(TASK OBJECTIVE)
Among the entries below, find the lines holding "rock" and copy them.

(RECORDS PROVIDED)
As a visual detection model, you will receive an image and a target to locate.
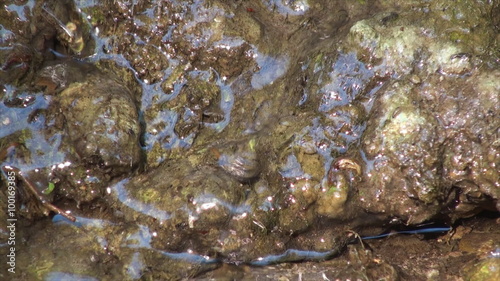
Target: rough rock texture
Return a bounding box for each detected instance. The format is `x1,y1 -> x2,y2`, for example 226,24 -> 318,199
0,0 -> 498,280
339,5 -> 499,224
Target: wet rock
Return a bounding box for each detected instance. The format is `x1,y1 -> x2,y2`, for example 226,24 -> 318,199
38,0 -> 94,56
344,0 -> 496,77
9,216 -> 219,281
316,163 -> 352,218
0,0 -> 94,86
55,65 -> 141,172
2,0 -> 499,279
0,59 -> 142,215
340,2 -> 500,224
108,158 -> 246,256
465,257 -> 500,281
12,217 -> 122,281
358,80 -> 445,223
168,75 -> 224,140
216,138 -> 261,182
355,73 -> 499,225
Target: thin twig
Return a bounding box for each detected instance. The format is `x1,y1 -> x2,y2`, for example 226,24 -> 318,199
2,166 -> 76,222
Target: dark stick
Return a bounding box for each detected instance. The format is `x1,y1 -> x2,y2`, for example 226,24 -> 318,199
2,165 -> 76,222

(WRITTEN RESPONSE)
Target: rough rock texture
Target: wet rock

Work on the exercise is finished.